[Saved data entries]
Content starts

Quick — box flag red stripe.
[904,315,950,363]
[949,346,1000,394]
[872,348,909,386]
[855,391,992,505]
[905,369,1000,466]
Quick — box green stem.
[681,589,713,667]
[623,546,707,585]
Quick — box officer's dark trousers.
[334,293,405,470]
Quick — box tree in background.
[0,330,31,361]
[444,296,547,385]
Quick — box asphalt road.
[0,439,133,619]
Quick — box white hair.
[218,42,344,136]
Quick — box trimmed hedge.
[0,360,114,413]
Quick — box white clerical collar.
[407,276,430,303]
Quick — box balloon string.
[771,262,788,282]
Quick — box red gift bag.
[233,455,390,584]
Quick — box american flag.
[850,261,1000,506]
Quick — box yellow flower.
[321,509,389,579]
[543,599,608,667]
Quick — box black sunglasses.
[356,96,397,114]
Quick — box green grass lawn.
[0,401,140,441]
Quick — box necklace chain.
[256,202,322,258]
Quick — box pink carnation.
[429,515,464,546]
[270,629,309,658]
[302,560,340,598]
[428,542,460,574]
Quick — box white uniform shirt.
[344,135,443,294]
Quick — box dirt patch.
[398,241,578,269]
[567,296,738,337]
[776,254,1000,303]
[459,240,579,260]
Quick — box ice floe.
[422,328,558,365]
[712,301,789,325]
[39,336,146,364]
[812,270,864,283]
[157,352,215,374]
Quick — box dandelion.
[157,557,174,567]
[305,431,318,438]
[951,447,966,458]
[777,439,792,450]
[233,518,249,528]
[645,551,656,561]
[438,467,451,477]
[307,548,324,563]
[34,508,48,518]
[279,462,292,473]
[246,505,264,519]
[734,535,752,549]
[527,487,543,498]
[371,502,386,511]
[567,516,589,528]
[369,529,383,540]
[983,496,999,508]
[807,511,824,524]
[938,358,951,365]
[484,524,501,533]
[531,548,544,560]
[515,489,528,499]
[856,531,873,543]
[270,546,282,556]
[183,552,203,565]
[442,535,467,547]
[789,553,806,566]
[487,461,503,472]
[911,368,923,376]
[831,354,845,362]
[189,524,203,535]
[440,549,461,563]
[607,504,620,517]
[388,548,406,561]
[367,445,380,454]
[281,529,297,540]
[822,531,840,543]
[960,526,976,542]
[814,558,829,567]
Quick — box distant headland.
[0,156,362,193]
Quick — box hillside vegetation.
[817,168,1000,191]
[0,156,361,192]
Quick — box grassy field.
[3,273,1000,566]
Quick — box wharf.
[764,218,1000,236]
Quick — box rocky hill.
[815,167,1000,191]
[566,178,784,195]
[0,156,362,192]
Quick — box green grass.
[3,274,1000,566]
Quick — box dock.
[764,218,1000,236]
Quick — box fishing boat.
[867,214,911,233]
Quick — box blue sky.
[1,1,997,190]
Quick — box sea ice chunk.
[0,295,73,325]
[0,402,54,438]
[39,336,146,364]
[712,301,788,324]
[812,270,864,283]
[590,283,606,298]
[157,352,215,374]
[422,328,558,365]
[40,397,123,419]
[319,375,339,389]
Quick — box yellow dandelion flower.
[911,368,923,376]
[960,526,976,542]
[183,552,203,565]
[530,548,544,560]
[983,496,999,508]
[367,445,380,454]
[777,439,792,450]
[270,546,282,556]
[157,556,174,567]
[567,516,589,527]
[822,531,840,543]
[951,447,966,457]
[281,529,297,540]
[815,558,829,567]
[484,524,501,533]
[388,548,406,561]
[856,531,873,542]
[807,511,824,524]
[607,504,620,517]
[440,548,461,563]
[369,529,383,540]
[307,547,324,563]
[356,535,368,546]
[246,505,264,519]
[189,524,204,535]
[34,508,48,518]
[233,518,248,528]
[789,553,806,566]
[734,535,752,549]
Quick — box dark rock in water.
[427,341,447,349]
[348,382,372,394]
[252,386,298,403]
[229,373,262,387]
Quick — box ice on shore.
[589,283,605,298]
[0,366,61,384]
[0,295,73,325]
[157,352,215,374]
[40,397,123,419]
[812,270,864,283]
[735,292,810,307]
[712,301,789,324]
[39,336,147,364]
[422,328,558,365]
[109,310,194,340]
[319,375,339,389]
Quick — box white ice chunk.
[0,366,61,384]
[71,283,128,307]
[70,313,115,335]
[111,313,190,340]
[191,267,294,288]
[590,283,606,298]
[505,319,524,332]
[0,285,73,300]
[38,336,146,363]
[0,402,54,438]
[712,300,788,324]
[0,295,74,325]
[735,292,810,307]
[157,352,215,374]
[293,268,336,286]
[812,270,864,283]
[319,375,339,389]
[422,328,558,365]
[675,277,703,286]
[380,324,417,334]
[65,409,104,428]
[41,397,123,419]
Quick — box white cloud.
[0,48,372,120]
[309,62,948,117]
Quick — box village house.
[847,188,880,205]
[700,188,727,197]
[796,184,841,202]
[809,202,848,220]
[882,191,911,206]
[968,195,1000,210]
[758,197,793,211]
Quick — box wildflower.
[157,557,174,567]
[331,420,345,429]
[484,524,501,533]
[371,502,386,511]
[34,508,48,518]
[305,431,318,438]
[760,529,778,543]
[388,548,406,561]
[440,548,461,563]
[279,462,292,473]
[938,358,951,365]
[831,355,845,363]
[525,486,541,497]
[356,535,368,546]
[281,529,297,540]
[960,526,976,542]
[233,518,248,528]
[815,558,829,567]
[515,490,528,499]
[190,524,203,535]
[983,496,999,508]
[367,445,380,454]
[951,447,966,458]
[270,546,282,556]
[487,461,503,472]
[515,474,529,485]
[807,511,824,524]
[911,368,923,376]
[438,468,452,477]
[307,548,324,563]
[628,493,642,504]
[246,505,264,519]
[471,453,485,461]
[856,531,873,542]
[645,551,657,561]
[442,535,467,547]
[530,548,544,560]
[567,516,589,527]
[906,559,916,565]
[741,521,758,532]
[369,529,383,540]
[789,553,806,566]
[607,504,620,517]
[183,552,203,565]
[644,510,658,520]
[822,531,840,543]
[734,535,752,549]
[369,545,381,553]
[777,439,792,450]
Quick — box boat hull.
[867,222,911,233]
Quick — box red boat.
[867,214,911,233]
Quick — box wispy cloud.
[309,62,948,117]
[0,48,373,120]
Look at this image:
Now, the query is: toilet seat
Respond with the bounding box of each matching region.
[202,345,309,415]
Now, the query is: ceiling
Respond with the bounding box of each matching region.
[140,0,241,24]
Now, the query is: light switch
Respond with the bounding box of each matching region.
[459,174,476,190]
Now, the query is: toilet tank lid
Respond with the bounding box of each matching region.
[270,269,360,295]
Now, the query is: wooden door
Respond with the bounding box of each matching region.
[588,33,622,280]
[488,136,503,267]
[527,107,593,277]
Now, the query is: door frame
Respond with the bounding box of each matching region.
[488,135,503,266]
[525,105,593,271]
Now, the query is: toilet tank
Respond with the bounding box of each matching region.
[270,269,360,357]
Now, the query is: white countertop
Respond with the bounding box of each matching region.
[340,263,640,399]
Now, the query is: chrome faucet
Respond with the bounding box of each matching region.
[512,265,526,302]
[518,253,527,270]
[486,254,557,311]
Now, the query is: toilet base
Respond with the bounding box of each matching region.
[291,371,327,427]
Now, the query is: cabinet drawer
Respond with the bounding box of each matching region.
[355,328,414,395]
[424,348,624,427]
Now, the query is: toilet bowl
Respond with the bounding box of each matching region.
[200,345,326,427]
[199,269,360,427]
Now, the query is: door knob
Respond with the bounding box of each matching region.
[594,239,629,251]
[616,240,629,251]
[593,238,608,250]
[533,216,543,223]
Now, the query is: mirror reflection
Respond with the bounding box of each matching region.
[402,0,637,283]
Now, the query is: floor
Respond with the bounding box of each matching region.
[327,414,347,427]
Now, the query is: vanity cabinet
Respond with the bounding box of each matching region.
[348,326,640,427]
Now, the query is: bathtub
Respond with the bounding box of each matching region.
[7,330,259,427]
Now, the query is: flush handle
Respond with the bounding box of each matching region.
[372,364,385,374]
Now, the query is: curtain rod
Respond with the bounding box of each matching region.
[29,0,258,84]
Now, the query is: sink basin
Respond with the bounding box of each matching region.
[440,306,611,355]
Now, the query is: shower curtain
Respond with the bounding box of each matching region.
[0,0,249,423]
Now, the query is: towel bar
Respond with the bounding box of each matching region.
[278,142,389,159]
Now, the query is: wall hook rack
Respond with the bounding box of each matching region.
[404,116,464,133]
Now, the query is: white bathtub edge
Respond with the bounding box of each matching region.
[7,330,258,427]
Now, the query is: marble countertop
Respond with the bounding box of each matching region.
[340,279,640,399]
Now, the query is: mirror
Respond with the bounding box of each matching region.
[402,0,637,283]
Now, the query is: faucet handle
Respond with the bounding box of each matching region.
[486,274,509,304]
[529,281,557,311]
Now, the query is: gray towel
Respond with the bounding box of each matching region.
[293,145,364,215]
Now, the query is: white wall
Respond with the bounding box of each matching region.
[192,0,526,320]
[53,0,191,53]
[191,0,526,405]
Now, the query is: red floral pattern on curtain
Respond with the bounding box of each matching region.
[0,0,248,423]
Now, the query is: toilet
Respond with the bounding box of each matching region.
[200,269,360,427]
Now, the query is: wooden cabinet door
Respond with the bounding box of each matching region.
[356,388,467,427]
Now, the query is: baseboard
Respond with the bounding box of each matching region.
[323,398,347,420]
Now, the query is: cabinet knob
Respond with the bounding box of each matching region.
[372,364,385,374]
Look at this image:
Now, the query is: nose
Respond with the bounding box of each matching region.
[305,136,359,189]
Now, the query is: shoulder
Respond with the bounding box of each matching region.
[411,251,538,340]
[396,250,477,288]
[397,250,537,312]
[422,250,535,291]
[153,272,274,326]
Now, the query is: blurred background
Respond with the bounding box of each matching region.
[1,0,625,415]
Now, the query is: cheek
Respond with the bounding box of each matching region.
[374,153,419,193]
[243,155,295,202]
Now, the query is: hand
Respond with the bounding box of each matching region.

Content ends

▶ **TRY IT**: Say how many of the lines above include the string "countertop", and give no other words.

▶ **RESPONSE FOR THIS EXERCISE**: 2